(Exercise task 1) In the forum post, what content setting is defined for the collection's fulltext index?

(Text)
--------

From: Stefan M. <ste...@un...> - 2009-01-21 13:05:01
|
Dear all, we are currently seeing Problems with near() when used with words span over element boundaries. We have a fulltext index with content="mixed" defined for the collection. We know that the index as such works, as near() works as expected with single words, even when they overlap element tags. Nevertheless when searching for a succession of multiple words the search fails if at least one of the words is split by an element. Assume the following xql: --- declare namespace tei = "http://www.tei-c.org/ns/1.0"; let $q := "mixed test" return //tei:u[near(. , $q)] --- and this sample document: --- <?xml version="1.0" encoding="utf-8"?> <TEI xmlns="http://www.tei-c.org/ns/1.0"> <!-- snipped header --> <text> <body> <div> <u xml:id="u1"> this the first mi<seg type="overlap">xed test </seg> </u> <u xml:id="u2"> this the second mi<anchor/>xed test </u> <u xml:id="u3"> this is the third <seg type="overlap"> mixed </seg> test </u> <u xml:id="u4"> this is last <seg type="overlap"> mixed test </seg> </u> </div> </body> </text> </TEI> --- several searches yield very different results, even though they should imho be equal 1) $q="mixed" returns tei:u with id u1,u2,u3,u4 2) $2="mixed test" only returns tei:u with id u3,u4 Does anybody see a different behaviour? I might have misinterpreted something in the docs, such that the assumption that the second search should return the same four tei:u elements is wrong, or maybe there could also be a bug in near() or the fulltext index causing this issue. However it might be, I would be very glad to get some hints how I could circumvent this issue as I currently implement searches over highly segmented texts. cheers, Stefan |

--------

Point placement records

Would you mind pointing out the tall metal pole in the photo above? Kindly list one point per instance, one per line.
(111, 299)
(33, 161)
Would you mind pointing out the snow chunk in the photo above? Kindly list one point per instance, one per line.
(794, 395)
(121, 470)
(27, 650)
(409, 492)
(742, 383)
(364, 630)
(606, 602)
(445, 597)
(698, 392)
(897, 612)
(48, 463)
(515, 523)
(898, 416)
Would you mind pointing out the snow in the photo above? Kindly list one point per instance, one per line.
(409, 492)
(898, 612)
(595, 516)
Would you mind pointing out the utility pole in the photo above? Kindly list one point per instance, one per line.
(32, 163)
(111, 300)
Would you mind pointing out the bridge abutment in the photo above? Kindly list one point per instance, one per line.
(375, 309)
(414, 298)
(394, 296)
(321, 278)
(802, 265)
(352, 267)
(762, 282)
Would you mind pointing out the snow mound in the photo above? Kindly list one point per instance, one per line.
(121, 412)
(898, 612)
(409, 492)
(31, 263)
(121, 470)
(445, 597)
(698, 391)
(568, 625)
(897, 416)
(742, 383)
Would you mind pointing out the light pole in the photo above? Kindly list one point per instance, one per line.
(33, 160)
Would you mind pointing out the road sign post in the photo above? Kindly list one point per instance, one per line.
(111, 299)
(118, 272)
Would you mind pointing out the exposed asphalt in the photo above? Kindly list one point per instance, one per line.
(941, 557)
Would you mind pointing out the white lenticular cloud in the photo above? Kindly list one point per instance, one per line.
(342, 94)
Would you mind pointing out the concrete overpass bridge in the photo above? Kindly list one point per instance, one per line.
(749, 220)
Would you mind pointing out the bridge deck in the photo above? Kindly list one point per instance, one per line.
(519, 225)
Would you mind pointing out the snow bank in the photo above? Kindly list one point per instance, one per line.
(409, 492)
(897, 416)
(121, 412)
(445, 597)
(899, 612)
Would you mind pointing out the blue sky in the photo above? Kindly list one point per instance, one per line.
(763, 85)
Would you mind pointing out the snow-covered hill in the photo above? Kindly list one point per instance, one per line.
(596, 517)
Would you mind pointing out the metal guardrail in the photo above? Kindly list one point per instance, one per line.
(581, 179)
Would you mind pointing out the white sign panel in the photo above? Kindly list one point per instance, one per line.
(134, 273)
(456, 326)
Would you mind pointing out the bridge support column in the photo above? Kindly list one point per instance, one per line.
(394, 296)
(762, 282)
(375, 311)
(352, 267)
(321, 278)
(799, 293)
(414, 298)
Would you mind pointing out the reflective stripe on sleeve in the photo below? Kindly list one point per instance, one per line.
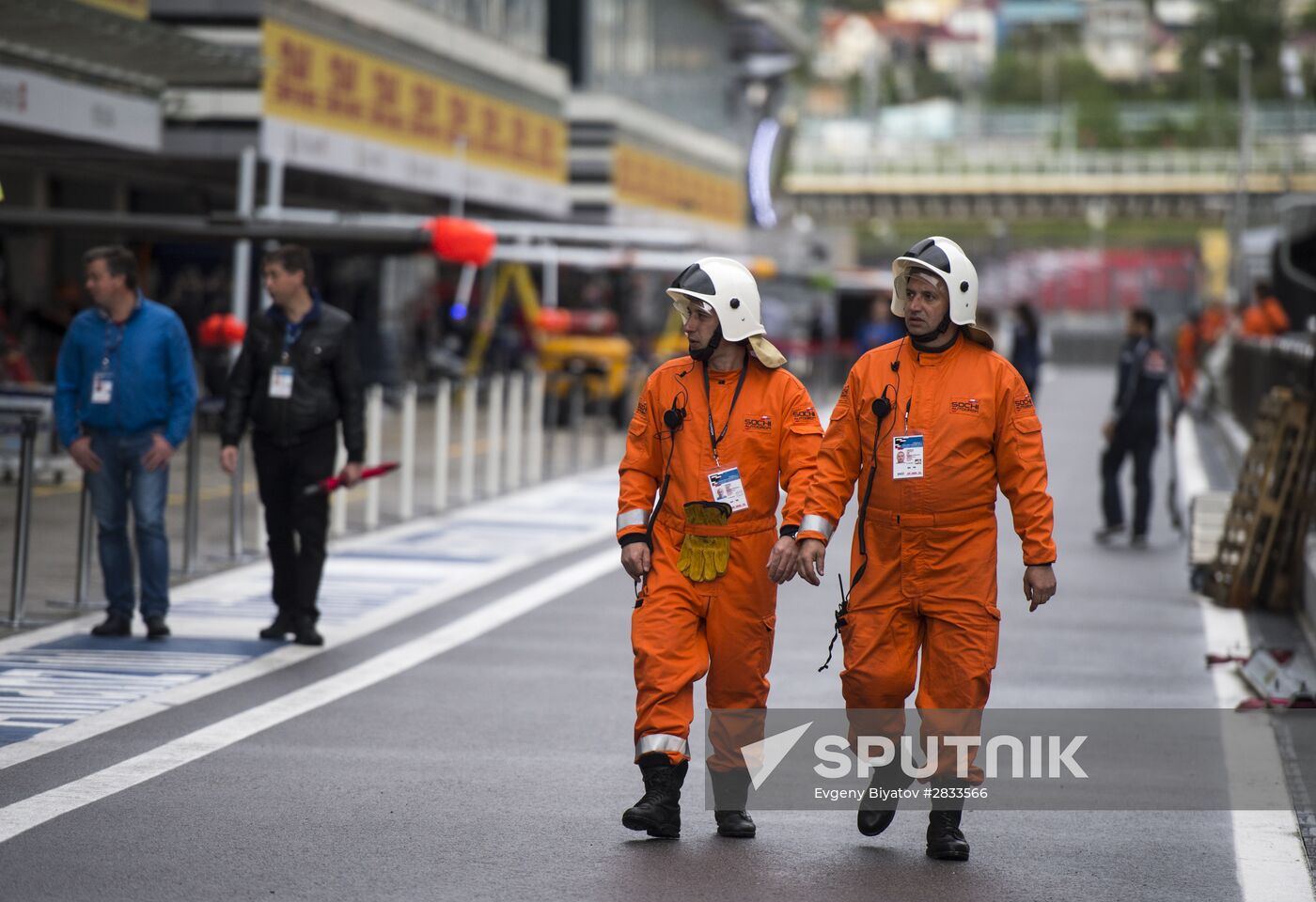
(815, 523)
(661, 741)
(629, 519)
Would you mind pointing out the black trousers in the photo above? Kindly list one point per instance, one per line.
(1141, 443)
(282, 474)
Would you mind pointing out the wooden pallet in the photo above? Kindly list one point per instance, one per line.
(1270, 509)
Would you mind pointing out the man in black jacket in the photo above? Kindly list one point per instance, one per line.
(298, 375)
(1134, 427)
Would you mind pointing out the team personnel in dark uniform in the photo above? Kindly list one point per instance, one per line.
(1134, 427)
(296, 379)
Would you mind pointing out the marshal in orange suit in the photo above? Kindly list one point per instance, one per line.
(933, 424)
(714, 438)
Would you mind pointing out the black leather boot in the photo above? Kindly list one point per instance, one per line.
(945, 840)
(658, 810)
(306, 634)
(283, 626)
(730, 799)
(877, 814)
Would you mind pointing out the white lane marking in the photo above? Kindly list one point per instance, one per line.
(1270, 860)
(50, 740)
(36, 810)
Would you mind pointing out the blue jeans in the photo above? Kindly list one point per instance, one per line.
(122, 479)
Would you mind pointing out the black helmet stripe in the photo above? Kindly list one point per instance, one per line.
(928, 251)
(694, 279)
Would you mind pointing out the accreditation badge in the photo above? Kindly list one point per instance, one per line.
(907, 457)
(102, 387)
(727, 487)
(280, 381)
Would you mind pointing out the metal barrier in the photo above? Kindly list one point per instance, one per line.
(524, 422)
(191, 497)
(23, 522)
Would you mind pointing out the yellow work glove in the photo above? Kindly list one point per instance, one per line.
(704, 558)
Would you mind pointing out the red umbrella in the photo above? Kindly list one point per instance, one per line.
(333, 483)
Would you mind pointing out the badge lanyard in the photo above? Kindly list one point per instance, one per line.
(291, 333)
(114, 338)
(713, 435)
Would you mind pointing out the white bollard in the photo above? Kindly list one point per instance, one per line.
(262, 538)
(338, 500)
(443, 440)
(470, 405)
(494, 454)
(374, 437)
(535, 433)
(407, 477)
(515, 420)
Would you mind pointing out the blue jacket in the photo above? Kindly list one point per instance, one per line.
(150, 362)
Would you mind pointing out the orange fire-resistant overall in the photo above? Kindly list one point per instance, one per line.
(931, 576)
(682, 630)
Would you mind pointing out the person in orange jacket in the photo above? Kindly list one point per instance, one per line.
(930, 425)
(1266, 315)
(713, 435)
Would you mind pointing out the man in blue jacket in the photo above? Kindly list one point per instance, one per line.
(124, 400)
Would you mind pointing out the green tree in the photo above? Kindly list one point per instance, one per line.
(1226, 25)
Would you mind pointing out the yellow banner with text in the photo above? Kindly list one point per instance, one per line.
(328, 85)
(650, 179)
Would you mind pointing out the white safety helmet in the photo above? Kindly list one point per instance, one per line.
(945, 259)
(727, 288)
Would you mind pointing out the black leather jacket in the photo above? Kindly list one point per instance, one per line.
(325, 384)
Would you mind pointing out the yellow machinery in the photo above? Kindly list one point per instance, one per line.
(582, 345)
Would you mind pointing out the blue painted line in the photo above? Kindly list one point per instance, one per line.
(416, 555)
(171, 645)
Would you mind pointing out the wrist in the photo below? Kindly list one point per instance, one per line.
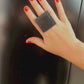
(75, 54)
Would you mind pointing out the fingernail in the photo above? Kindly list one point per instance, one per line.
(28, 42)
(26, 8)
(31, 0)
(40, 0)
(57, 1)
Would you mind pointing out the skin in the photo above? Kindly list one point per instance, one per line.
(60, 39)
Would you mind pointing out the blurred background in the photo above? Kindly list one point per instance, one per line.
(22, 63)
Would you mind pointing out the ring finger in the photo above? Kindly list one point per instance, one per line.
(39, 10)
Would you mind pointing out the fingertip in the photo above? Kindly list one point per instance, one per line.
(26, 8)
(27, 41)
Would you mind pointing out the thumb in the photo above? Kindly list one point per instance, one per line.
(35, 40)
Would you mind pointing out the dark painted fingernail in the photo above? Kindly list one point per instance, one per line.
(26, 8)
(28, 42)
(57, 1)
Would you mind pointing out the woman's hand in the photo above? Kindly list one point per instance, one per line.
(59, 39)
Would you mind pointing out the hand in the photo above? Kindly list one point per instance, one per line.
(60, 38)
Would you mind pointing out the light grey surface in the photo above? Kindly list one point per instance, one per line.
(77, 74)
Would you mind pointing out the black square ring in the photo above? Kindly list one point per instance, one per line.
(45, 21)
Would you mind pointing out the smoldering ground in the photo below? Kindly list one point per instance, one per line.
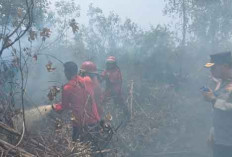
(170, 117)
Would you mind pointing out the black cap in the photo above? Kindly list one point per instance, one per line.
(220, 58)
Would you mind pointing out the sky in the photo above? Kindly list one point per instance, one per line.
(143, 12)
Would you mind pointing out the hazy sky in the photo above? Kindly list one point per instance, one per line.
(143, 12)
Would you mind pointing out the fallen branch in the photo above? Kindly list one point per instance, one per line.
(15, 150)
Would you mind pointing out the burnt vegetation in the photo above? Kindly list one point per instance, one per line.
(161, 67)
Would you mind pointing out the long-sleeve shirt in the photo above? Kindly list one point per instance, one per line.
(78, 96)
(222, 115)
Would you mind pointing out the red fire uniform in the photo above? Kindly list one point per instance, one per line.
(78, 95)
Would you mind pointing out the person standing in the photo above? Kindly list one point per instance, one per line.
(78, 96)
(221, 100)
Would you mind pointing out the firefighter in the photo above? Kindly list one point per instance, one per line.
(221, 100)
(78, 96)
(113, 79)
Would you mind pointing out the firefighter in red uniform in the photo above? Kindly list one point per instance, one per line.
(78, 96)
(113, 78)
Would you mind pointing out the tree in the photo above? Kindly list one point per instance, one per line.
(15, 22)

--------

(Exercise task 2) How many lines of the records contain the word "firefighter"? Give only the number.

(Reply 1) The index is defined with content="mixed".

(Reply 2) 2